Your goal.
Each line of the records is to be copied verbatim.

[Stored data]
# # #

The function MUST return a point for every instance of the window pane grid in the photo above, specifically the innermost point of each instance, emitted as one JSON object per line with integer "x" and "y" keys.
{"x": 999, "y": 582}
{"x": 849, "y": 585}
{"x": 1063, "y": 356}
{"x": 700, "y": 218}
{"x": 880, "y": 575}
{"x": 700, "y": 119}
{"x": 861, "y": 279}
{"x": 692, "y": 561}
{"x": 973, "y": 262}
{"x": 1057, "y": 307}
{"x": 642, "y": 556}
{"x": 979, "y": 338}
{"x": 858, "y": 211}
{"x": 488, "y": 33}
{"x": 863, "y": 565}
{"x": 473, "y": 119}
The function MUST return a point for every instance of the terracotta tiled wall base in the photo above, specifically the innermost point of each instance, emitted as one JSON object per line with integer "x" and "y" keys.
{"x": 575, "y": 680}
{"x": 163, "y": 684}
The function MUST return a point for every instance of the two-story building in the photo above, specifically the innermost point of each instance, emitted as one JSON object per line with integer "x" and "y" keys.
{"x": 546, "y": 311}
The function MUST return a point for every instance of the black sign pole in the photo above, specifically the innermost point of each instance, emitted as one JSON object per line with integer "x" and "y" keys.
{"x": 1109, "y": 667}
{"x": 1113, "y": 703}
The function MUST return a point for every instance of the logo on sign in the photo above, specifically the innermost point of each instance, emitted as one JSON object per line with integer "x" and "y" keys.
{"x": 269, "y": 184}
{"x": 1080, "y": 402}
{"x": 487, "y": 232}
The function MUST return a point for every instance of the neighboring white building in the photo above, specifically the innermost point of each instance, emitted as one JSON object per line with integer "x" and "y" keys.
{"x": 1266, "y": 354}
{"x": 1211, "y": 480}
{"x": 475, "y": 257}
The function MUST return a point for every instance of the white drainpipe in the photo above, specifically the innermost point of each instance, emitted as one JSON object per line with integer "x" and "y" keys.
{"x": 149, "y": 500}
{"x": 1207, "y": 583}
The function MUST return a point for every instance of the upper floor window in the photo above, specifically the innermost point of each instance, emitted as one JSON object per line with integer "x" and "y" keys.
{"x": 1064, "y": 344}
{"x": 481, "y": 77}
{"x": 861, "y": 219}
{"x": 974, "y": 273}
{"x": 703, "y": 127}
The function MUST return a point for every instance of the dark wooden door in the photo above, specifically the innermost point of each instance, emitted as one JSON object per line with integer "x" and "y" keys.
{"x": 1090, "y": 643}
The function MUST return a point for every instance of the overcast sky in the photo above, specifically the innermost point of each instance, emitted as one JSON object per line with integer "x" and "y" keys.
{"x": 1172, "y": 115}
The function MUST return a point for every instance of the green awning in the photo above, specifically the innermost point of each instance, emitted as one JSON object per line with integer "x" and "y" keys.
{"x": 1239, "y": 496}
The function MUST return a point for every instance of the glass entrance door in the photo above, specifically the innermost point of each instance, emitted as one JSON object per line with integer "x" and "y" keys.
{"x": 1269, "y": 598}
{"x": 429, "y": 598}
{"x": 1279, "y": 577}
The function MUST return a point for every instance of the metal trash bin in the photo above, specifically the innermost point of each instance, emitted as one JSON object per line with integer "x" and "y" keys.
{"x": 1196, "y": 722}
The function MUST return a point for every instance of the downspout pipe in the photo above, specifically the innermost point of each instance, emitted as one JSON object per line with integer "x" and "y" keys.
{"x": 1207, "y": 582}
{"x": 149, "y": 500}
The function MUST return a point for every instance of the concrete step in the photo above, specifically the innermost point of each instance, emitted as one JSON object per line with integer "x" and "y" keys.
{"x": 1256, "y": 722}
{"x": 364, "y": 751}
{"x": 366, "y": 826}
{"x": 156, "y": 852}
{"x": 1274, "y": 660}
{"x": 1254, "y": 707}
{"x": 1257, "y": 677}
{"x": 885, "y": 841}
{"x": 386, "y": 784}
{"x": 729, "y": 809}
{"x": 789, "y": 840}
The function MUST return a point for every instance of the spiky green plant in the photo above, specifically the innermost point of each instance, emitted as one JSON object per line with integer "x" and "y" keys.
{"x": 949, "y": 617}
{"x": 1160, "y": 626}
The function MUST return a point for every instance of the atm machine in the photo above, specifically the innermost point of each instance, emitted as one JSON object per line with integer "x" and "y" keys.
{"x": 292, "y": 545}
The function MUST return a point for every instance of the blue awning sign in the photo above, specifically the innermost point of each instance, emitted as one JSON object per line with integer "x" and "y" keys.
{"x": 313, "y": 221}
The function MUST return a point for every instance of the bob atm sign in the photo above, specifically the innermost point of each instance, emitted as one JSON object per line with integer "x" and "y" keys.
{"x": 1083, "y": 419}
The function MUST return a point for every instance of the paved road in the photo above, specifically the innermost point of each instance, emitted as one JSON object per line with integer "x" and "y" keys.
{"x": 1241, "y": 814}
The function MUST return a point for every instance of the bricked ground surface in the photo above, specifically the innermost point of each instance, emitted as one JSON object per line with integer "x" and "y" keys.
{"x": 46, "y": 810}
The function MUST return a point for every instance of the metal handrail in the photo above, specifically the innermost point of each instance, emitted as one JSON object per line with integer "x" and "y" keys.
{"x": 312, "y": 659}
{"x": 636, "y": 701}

# # #

Answer below.
The function MUST return a point for every instance of the window pane grid in the photo above, specifically the innermost point of each instance, emitted as one JSON object per line with integer "x" and "y" keys.
{"x": 999, "y": 582}
{"x": 849, "y": 585}
{"x": 1063, "y": 356}
{"x": 700, "y": 218}
{"x": 880, "y": 575}
{"x": 700, "y": 119}
{"x": 861, "y": 279}
{"x": 692, "y": 561}
{"x": 973, "y": 262}
{"x": 1057, "y": 307}
{"x": 642, "y": 556}
{"x": 979, "y": 338}
{"x": 858, "y": 211}
{"x": 488, "y": 33}
{"x": 863, "y": 565}
{"x": 473, "y": 119}
The function MUST return a point for every instance of the terracotta tiled wall base in the photo above, specifically the innermost point of each instance, emitted as one JSON object per line with integer "x" and "y" keys.
{"x": 575, "y": 680}
{"x": 163, "y": 684}
The function MUST return a point for every instance of the two-story building in the photo above, specifically the innermost point of each instance, emitted as one JSON object per line with integer "x" and "y" keys.
{"x": 546, "y": 311}
The function MUST return a point for every instance of the black sign pole in the photo above, specifically the innermost point of each instance, emitted as one JSON object per line with integer "x" and "y" keys.
{"x": 1109, "y": 667}
{"x": 1113, "y": 703}
The function MUST return a point for every instance of the logo on sign in the photo above, specifically the innermost point of each instance, emitted as one JSON object per line with integer "x" and "y" keys.
{"x": 269, "y": 184}
{"x": 1080, "y": 402}
{"x": 487, "y": 232}
The function MUST return a point for every instance of the neighboring white building in the photo above, specifically the innermost point of each instance, emitted as one JSON object per line with integer "x" and "y" keys.
{"x": 1266, "y": 354}
{"x": 1211, "y": 480}
{"x": 475, "y": 257}
The function MUST return a point for every instance of the white drainpipe in the photo above, specifically the innermost point of each instance, emitted as one JSON object per line with integer "x" and "y" keys.
{"x": 149, "y": 500}
{"x": 1207, "y": 583}
The function MUST return a point for every instance of the upper floor window in the photo above, specifically the innermost point of each instance, emitted as one JSON object per line with integer "x" and "y" keys.
{"x": 1064, "y": 344}
{"x": 481, "y": 77}
{"x": 861, "y": 219}
{"x": 974, "y": 273}
{"x": 703, "y": 127}
The function MUST return a point for every instance of the dark wooden door in the photo above, specifically the innermost point of each instance, emitted as one JSON object per line with integer "x" and "y" keys.
{"x": 1090, "y": 643}
The function MUST return a point for every instance of the overcast sky in the photo above, specifically the innermost point of each instance, emitted as one JSON object per line with integer "x" and "y" keys.
{"x": 1172, "y": 115}
The function MUST return a point for every instance of the green awning in the photo above, specifically the innermost point of each instance, emitted as one JSON object per line with integer "x" and "y" keys.
{"x": 1239, "y": 496}
The function MUST return a point for every instance of the glass entrance door in the photo above, specifically the innermost point of each instance, emitted as one JSON object per line with integer "x" and "y" keys.
{"x": 1269, "y": 598}
{"x": 429, "y": 598}
{"x": 1279, "y": 577}
The function MUST return a point for every instance of the metal trash bin in the photo above, specifically the innermost point of each instance, emitted as one JSON object per line with integer "x" and "y" keys.
{"x": 1196, "y": 722}
The function MUST return a point for every instance of the downspout pipe in the photo above, specifically the innermost point of each instance, emitted as one JSON object per line with integer "x" and "y" keys.
{"x": 1207, "y": 582}
{"x": 149, "y": 500}
The function MUST return a point for every instance of the concrete step in the photo above, specifically the innermost point of each instance, emitted as one JSON object per line with integer "x" and "y" keys.
{"x": 1256, "y": 722}
{"x": 364, "y": 751}
{"x": 366, "y": 826}
{"x": 156, "y": 852}
{"x": 1274, "y": 660}
{"x": 1254, "y": 707}
{"x": 1257, "y": 677}
{"x": 885, "y": 841}
{"x": 386, "y": 784}
{"x": 729, "y": 809}
{"x": 789, "y": 840}
The function MUST return a point for every instance of the spiky green plant in the photo above, specifically the innermost point of each instance, emitted as one JSON object per line with integer "x" and "y" keys.
{"x": 949, "y": 617}
{"x": 1160, "y": 626}
The function MUST return a point for every instance of the atm machine in the photo above, specifically the innermost point of each instance, emitted as one JSON object per line with integer "x" and "y" keys.
{"x": 292, "y": 545}
The function MUST return a point for every instance of the blue awning sign in the photo above, specifically the innermost point of each instance, emitted as one JSON object per line with integer "x" and "y" keys.
{"x": 313, "y": 221}
The function MUST return a point for every instance of the bob atm sign in the photo above, specifically the innermost point of each instance, emitted as one JSON object per line with integer "x" and "y" keys.
{"x": 1083, "y": 419}
The function MUST return a point for every instance of the paved road in the photo above, specifically the innermost point of each instance, emitted as one JSON object per line with integer "x" and "y" keys.
{"x": 1241, "y": 814}
The function MUST return a point for every instance of the bricked ground surface in the photo above, specifically the innermost point of each instance, emitted as one JSON object per line with integer "x" and "y" keys.
{"x": 46, "y": 810}
The function MUST return a point for every instance of the metal handrail in the photo above, specifically the innermost point of each instance, emitted as one JSON object per line with integer "x" and "y" keys.
{"x": 312, "y": 659}
{"x": 636, "y": 701}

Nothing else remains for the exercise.